Directions for this task: Write out exactly the lines running from the one that contains "pin: lake water" through the end of the material.

Stored items from a collection:
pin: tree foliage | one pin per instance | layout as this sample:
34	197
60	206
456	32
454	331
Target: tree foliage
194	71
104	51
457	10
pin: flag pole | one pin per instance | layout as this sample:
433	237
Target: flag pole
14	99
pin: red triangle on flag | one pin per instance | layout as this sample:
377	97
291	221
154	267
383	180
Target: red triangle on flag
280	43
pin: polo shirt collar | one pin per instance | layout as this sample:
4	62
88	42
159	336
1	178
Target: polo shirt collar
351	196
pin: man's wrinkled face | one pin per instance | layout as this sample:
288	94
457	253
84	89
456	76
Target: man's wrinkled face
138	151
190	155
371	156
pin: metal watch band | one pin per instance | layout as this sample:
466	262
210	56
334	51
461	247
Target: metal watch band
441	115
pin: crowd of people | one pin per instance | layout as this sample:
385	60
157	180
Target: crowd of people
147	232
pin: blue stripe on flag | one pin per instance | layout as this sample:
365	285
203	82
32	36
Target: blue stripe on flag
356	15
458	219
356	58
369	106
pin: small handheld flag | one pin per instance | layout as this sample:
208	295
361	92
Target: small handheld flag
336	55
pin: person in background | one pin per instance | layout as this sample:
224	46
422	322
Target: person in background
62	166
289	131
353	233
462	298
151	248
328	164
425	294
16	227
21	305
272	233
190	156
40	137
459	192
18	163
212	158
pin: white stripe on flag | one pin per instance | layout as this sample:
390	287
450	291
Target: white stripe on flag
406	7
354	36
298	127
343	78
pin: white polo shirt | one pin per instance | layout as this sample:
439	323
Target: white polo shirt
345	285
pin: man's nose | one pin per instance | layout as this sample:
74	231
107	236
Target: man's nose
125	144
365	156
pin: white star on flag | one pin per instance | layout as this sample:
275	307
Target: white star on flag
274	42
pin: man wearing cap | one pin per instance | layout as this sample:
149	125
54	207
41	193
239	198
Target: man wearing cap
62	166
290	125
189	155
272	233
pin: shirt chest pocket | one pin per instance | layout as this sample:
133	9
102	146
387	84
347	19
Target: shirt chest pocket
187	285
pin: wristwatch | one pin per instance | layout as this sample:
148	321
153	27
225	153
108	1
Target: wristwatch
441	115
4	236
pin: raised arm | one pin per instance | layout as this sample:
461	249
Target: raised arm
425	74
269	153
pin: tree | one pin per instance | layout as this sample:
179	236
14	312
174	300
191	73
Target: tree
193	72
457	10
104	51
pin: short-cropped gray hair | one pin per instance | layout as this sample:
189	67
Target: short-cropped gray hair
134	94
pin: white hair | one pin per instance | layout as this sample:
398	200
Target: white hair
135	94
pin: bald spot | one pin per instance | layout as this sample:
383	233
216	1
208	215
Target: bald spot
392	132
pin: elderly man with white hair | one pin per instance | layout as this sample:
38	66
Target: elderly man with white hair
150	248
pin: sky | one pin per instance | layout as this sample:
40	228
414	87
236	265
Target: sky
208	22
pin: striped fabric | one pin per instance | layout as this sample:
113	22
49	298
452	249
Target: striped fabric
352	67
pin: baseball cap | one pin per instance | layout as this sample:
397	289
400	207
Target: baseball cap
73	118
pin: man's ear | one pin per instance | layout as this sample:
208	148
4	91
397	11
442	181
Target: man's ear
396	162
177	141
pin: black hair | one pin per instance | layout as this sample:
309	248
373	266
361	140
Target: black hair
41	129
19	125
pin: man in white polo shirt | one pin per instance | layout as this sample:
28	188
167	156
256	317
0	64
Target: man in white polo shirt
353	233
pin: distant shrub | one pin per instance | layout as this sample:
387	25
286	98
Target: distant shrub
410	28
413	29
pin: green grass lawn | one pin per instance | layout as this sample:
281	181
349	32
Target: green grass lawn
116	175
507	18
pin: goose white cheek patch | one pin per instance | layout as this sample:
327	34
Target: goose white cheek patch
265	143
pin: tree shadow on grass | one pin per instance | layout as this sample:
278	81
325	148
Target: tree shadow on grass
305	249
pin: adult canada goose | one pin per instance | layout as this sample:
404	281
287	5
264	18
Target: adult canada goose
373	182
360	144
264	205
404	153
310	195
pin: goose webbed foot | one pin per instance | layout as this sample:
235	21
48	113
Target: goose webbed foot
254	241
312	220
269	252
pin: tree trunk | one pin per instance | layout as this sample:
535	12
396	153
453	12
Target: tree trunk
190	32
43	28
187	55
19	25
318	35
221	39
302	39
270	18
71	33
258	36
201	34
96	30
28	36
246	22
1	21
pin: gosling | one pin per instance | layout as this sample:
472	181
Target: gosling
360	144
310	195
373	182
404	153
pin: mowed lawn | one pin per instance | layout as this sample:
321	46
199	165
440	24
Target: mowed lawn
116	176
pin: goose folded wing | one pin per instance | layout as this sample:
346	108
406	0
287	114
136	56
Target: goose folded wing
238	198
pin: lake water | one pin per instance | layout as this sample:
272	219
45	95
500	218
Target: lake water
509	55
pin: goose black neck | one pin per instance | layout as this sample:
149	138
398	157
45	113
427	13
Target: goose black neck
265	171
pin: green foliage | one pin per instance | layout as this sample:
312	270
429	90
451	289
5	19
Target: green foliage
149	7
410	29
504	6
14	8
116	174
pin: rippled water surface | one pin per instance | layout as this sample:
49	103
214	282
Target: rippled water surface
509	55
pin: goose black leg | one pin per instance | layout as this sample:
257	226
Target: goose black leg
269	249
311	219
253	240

Final result:
pin: lake water | one pin per instance | layout as this sample:
272	219
45	95
500	218
Target: lake water
509	55
pin: goose black neck | one pin per instance | layout as this sample:
149	138
398	157
45	113
427	13
Target: goose black neck
265	171
pin: green foliage | one pin per instance | layout as this sample:
312	270
429	90
451	289
5	19
Target: green foliage
149	7
410	29
504	6
14	8
116	174
pin: rippled water surface | one pin per instance | layout as this sample:
49	103
214	282
Target: rippled water surface
509	55
pin: goose black leg | one pin per instance | layout as this sample:
257	226
Target: goose black leg
269	249
311	219
253	240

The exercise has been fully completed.